--- Begin TEXT SHOWN ---
National Gallery Technical Bulletin Volume 26, 2005
The Technology of Red Lake Pigment Manufacture: Study of the Dyestuff Substrate
Jo Kirby, Marika Spring and Catherine Higgitt
If recipes for the red lake pigments used in western European easel painting from the twelfth century or earlier until the end of the eighteenth century are examined, it is clear that, apart from the dyestuff, by far the most common ingredient was alum, generally potash alum, potassium aluminium sulphate, AlK(SO4)2·12H2O. The use of alum as a mordant in textile dyeing is well known; in the case of lake pigments, it was used as a reagent to form a substrate for the dyestuff, to make a pigment. The reaction between this and an alkali forms a type of hydrated alumina which precipitates together with the dyestuff, in solution with one or other of the reagents. The alkali was commonly lye prepared from wood ash, but it could equally well be made from lime, or varieties of calcium carbonate, such as chalk, marble dust, egg shells or cuttlefish bone could have been used. These last are more usually found in recipes for yellow lake pigments, but also occur in recipes for red or rose-pink lake pigments from brazilwood, Caesalpinia spp (note 1).
--- End TEXT SHOWN ---
--- Begin AVAILABLE DATA ---
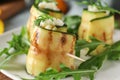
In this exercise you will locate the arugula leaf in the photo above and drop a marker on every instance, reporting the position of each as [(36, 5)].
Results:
[(18, 45), (73, 23), (81, 44), (114, 51), (36, 2), (95, 62), (52, 74)]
--- End AVAILABLE DATA ---
• _DIRECTIVE_: In the text on red lake pigment manufacture, what was the alkali most commonly made from? The listing is not required.

• _COMPLETE OUTPUT_: Lye prepared from wood ash.